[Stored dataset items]
○ ○ ○ ○
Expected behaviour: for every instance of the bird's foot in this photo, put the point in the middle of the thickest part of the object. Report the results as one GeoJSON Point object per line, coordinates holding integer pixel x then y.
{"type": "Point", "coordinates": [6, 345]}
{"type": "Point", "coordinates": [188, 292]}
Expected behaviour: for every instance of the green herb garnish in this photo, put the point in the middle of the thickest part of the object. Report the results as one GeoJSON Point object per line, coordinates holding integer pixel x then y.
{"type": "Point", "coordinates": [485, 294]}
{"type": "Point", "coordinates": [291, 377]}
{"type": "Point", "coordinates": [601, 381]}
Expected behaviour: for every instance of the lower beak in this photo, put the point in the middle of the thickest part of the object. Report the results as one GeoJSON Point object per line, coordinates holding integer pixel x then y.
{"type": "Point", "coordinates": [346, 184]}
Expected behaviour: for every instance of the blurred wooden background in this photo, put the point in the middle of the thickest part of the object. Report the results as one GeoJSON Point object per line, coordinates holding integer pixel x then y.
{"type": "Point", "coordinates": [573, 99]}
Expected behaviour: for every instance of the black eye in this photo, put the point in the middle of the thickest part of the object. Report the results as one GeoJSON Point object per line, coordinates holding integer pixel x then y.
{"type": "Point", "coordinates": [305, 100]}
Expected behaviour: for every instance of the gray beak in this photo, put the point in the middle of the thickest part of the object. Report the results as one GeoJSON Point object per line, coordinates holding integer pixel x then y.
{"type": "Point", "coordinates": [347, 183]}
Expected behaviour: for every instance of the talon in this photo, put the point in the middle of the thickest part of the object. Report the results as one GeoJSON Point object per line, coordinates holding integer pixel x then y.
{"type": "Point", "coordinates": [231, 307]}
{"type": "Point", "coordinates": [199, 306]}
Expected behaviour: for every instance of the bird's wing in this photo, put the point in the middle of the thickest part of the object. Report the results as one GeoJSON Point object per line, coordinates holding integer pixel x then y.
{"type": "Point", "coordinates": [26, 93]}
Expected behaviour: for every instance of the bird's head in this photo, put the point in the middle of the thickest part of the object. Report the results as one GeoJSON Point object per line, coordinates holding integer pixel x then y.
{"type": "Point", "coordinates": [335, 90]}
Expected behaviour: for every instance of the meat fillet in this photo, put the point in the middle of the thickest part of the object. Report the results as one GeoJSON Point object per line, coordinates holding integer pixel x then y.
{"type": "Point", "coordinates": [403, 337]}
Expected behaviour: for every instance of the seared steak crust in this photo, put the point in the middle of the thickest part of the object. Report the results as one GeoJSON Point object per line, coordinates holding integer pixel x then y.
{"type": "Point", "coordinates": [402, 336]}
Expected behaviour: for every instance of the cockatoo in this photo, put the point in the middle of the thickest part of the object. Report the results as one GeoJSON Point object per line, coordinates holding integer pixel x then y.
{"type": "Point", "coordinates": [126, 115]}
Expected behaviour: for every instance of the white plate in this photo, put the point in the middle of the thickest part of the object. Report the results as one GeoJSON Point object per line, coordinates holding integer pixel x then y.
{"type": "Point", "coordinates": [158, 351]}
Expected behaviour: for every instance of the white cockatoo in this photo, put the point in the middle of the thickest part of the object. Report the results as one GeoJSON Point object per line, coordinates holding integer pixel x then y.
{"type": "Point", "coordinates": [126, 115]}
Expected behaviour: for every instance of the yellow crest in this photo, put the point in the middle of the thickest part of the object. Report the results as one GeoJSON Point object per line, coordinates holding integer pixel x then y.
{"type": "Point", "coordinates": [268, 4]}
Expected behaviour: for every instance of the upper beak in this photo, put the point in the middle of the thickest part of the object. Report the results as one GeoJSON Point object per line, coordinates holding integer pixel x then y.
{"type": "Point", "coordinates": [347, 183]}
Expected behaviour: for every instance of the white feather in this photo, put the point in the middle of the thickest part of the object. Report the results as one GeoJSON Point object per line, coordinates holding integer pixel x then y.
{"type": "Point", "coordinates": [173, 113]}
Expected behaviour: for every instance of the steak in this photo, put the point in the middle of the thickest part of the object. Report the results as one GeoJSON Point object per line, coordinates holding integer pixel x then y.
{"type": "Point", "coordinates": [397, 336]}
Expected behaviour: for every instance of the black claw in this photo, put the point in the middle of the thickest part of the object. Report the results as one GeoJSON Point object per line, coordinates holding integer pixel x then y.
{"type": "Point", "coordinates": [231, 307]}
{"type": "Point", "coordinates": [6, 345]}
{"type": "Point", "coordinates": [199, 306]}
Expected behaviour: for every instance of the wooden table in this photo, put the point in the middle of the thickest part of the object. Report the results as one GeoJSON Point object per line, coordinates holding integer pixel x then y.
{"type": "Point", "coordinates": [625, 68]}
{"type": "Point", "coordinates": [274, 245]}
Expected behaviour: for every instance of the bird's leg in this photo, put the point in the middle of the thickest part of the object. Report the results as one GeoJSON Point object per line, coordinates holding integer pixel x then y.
○ ○ ○ ○
- _WORK ITEM_
Each record above is to be returned verbatim.

- _EXPECTED ANSWER_
Expected behaviour: for every instance of the bird's foot in this photo, put the point in the middle of the thickest part of the object. Report the results as one GeoJSON Point object per line, coordinates holding integer pixel x then y.
{"type": "Point", "coordinates": [6, 345]}
{"type": "Point", "coordinates": [188, 292]}
Expected behaviour: for every instance of the green herb garnish in this photo, put the point in the middle of the thickest part of the object. Report the results as one GeoJSON Point object per line, coordinates holding integer pixel x then y.
{"type": "Point", "coordinates": [485, 294]}
{"type": "Point", "coordinates": [291, 377]}
{"type": "Point", "coordinates": [601, 381]}
Expected behaviour: for every instance of the lower beak in this photo, put the point in the middle of the thickest part of the object. Report the results as one GeoJSON Point object per line, coordinates holding integer pixel x then y.
{"type": "Point", "coordinates": [346, 184]}
Expected behaviour: for every instance of the blurred wooden background in this photo, put the point in the middle of the thickest part of the object. Report the results as one GeoJSON Point object per line, coordinates holding integer pixel x then y.
{"type": "Point", "coordinates": [573, 99]}
Expected behaviour: for every instance of the black eye in this photo, put the point in the middle of the thickest part of the object. Report the results as one GeoJSON Point object per line, coordinates holding integer pixel x then y.
{"type": "Point", "coordinates": [305, 100]}
Expected behaviour: for every instance of the gray beak in this photo, put the point in the middle of the thickest part of the object. Report the results as one GeoJSON Point object per line, coordinates holding integer pixel x then y.
{"type": "Point", "coordinates": [347, 183]}
Expected behaviour: for every instance of the talon in this photo, put the point in the middle of the thickest part of the object. Report the results as one GeoJSON Point object per line, coordinates holding integer pixel x then y.
{"type": "Point", "coordinates": [231, 307]}
{"type": "Point", "coordinates": [199, 306]}
Expected behaviour: for every instance of the bird's wing in this photo, put the point in the middle of the thickest part of the object. Report the results as one GeoJSON Point object per line, coordinates holding integer pixel x then y.
{"type": "Point", "coordinates": [26, 93]}
Expected behaviour: for every instance of the bird's head in this photo, put the point in the middle of the thickest part of the object. Report the results as one GeoJSON Point object per line, coordinates holding integer pixel x then y.
{"type": "Point", "coordinates": [335, 90]}
Expected behaviour: for every instance of the meat fillet in this photo, put the point in the middle of the thickest part of the object. Report the results as one GeoJSON Point object per line, coordinates holding integer pixel x then y.
{"type": "Point", "coordinates": [403, 337]}
Expected behaviour: for every instance of the seared steak crust in this photo, put the point in the middle of the thickest part of the object. Report the results as one GeoJSON Point object per line, coordinates holding integer pixel x then y.
{"type": "Point", "coordinates": [402, 336]}
Expected behaviour: for every instance of the cockatoo in this photo, put the point in the middle of the thickest part of the object. Report the results as one GeoJSON Point object per line, coordinates holding integer pixel x then y.
{"type": "Point", "coordinates": [126, 115]}
Expected behaviour: for every instance of the white plate in this photo, put the point in the middle of the thickest part of the object. Report the results as one GeoJSON Point object per line, coordinates holding integer pixel x then y.
{"type": "Point", "coordinates": [158, 351]}
Expected behaviour: for every instance of the white cockatoo in this photo, put the point in the middle of the thickest part of the object. Report the results as one GeoJSON Point object per line, coordinates holding integer pixel x then y.
{"type": "Point", "coordinates": [126, 115]}
Expected behaviour: for every instance of the yellow crest in this photo, put the point in the middle of the thickest part of the object. Report the results as one GeoJSON Point object per line, coordinates holding integer pixel x then y.
{"type": "Point", "coordinates": [268, 4]}
Expected behaviour: for every instance of the upper beak in this photo, put the point in the middle of the thickest part of the object. Report the results as one GeoJSON Point object per line, coordinates holding integer pixel x then y.
{"type": "Point", "coordinates": [347, 183]}
Expected behaviour: for every instance of the white feather in this photo, put the point in the middle of the thickest part of the object. Report the results as one GeoJSON Point object per line, coordinates holding integer pixel x then y.
{"type": "Point", "coordinates": [173, 113]}
Expected behaviour: for every instance of the steak in this photo, put the point in the middle of the thickest part of the object. Report the results as one GeoJSON Point object per line, coordinates holding integer pixel x then y.
{"type": "Point", "coordinates": [397, 336]}
Expected behaviour: for every instance of the black claw in this photo, put the point in the middle of the thickest part of the object. Report the results as one GeoJSON Point object per line, coordinates holding integer pixel x then y.
{"type": "Point", "coordinates": [231, 307]}
{"type": "Point", "coordinates": [6, 345]}
{"type": "Point", "coordinates": [199, 306]}
Expected behaviour: for every instance of the wooden table in this photo, put the point in the middle of the thickest part of the object. Report the results as one GeoJSON Point object per line, coordinates holding integer pixel x then y.
{"type": "Point", "coordinates": [625, 68]}
{"type": "Point", "coordinates": [274, 245]}
Expected behaviour: for every instance of the bird's leg in this photo, put the point in the middle of the thickest part of the object. Report the results as one GeoJSON Point object per line, coordinates holding integer pixel x then y.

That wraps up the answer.